#### ENTRIES PROVIDED:
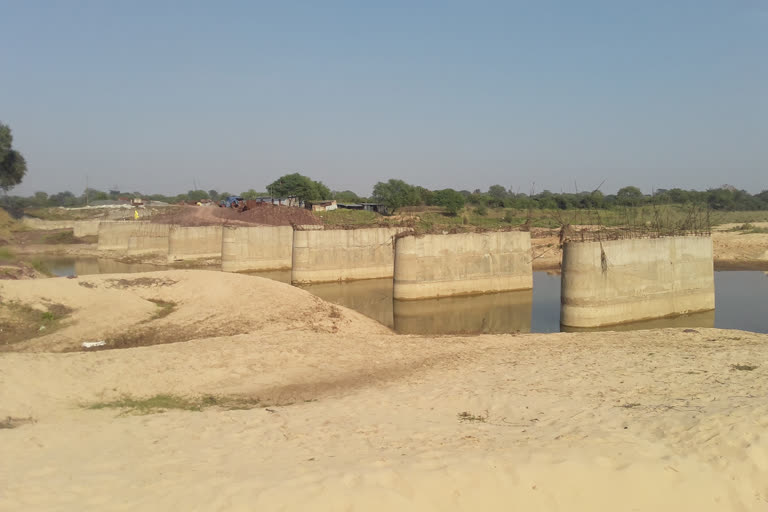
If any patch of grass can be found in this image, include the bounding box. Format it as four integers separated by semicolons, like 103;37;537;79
0;302;72;351
28;259;53;276
84;394;266;415
43;230;83;244
107;277;176;288
731;364;757;372
0;416;37;429
0;247;16;263
147;299;178;322
456;411;488;423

#### SHORT EXERCISE:
Please copy the material above word for word, leaving out the picture.

#### EXERCISE ANSWER:
If any patch of grass can be found in this image, include the bounding box. Format it as four integers separated by semicolons, like 103;37;537;79
0;302;72;351
28;259;53;276
84;394;266;415
43;230;83;244
107;277;176;288
731;364;757;372
0;416;37;429
0;247;16;263
147;299;178;322
456;411;488;423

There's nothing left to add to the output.